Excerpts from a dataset
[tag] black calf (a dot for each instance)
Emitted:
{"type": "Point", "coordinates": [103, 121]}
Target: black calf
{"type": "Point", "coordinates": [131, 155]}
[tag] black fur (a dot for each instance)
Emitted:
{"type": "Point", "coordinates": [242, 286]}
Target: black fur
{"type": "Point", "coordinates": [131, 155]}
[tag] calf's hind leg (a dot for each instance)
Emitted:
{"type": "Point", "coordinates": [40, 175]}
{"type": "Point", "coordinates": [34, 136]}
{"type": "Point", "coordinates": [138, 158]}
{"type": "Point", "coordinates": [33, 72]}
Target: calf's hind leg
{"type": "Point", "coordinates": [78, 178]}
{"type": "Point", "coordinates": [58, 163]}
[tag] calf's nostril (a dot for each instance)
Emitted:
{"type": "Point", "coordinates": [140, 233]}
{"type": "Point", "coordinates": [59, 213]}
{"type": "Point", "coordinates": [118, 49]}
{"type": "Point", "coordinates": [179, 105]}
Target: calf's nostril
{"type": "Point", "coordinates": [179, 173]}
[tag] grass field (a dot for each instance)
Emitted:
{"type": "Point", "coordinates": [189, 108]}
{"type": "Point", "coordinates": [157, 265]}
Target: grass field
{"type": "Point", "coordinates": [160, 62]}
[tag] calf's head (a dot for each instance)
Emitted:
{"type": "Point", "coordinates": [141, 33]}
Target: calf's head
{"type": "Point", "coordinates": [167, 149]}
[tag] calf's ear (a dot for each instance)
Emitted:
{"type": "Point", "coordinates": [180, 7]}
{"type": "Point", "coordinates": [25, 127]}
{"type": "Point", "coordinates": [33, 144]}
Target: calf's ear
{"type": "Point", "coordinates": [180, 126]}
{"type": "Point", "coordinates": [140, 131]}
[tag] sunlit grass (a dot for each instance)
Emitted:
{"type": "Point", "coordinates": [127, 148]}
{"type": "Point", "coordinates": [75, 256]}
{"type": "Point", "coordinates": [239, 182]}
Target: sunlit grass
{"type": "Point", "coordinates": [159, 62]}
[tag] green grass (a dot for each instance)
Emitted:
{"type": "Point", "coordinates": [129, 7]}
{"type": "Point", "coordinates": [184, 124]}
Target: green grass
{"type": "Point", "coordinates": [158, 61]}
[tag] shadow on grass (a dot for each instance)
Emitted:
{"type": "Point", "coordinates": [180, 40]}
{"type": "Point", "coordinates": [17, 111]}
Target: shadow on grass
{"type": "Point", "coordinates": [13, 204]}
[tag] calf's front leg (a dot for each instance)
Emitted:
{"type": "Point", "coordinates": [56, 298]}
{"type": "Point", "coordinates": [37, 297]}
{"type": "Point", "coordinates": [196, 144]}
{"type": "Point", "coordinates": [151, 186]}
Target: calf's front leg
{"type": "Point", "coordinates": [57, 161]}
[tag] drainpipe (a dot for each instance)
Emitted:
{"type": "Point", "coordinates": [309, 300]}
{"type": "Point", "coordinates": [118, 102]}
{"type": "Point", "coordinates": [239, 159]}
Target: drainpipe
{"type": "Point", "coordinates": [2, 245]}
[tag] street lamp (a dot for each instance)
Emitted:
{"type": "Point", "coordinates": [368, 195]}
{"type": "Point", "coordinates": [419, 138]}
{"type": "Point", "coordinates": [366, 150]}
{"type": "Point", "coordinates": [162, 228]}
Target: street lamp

WHAT THE EXERCISE ASKS
Please give every entry again, precisely as it appears.

ANSWER SPACE
[tag] black calf (a dot for each instance)
Emitted:
{"type": "Point", "coordinates": [103, 121]}
Target: black calf
{"type": "Point", "coordinates": [131, 155]}
[tag] black fur (a dot for each instance)
Emitted:
{"type": "Point", "coordinates": [242, 286]}
Target: black fur
{"type": "Point", "coordinates": [131, 155]}
[tag] calf's hind leg (a dot for each instance)
Emitted:
{"type": "Point", "coordinates": [40, 175]}
{"type": "Point", "coordinates": [34, 136]}
{"type": "Point", "coordinates": [138, 158]}
{"type": "Point", "coordinates": [33, 72]}
Target: calf's hind leg
{"type": "Point", "coordinates": [78, 178]}
{"type": "Point", "coordinates": [58, 163]}
[tag] calf's nostril (a dot for each instance)
Emitted:
{"type": "Point", "coordinates": [140, 233]}
{"type": "Point", "coordinates": [59, 213]}
{"type": "Point", "coordinates": [118, 49]}
{"type": "Point", "coordinates": [179, 105]}
Target: calf's nostril
{"type": "Point", "coordinates": [179, 173]}
[tag] grass field (a dot for each instance)
Emitted:
{"type": "Point", "coordinates": [189, 108]}
{"type": "Point", "coordinates": [157, 265]}
Target: grass field
{"type": "Point", "coordinates": [160, 62]}
[tag] calf's head (a dot for each instance)
Emitted:
{"type": "Point", "coordinates": [141, 33]}
Target: calf's head
{"type": "Point", "coordinates": [167, 149]}
[tag] calf's ear (a dot for each instance)
Emitted:
{"type": "Point", "coordinates": [180, 7]}
{"type": "Point", "coordinates": [25, 127]}
{"type": "Point", "coordinates": [33, 144]}
Target: calf's ear
{"type": "Point", "coordinates": [180, 126]}
{"type": "Point", "coordinates": [140, 131]}
[tag] sunlit grass (a dot for each instance)
Emitted:
{"type": "Point", "coordinates": [127, 148]}
{"type": "Point", "coordinates": [75, 256]}
{"type": "Point", "coordinates": [239, 182]}
Target: sunlit grass
{"type": "Point", "coordinates": [159, 62]}
[tag] green grass (a dot for each instance)
Emitted:
{"type": "Point", "coordinates": [129, 7]}
{"type": "Point", "coordinates": [184, 124]}
Target: green grass
{"type": "Point", "coordinates": [158, 61]}
[tag] shadow on grass (a dot for each instance)
Emitted:
{"type": "Point", "coordinates": [180, 40]}
{"type": "Point", "coordinates": [17, 111]}
Target: shadow on grass
{"type": "Point", "coordinates": [13, 204]}
[tag] calf's front leg (a dot for each instance)
Emitted:
{"type": "Point", "coordinates": [56, 298]}
{"type": "Point", "coordinates": [37, 297]}
{"type": "Point", "coordinates": [196, 144]}
{"type": "Point", "coordinates": [151, 186]}
Target: calf's front leg
{"type": "Point", "coordinates": [57, 161]}
[tag] drainpipe (a dot for each instance)
Emitted:
{"type": "Point", "coordinates": [309, 300]}
{"type": "Point", "coordinates": [118, 102]}
{"type": "Point", "coordinates": [239, 159]}
Target: drainpipe
{"type": "Point", "coordinates": [2, 245]}
[tag] street lamp (a dot for each instance)
Emitted:
{"type": "Point", "coordinates": [368, 195]}
{"type": "Point", "coordinates": [419, 138]}
{"type": "Point", "coordinates": [366, 150]}
{"type": "Point", "coordinates": [162, 228]}
Target: street lamp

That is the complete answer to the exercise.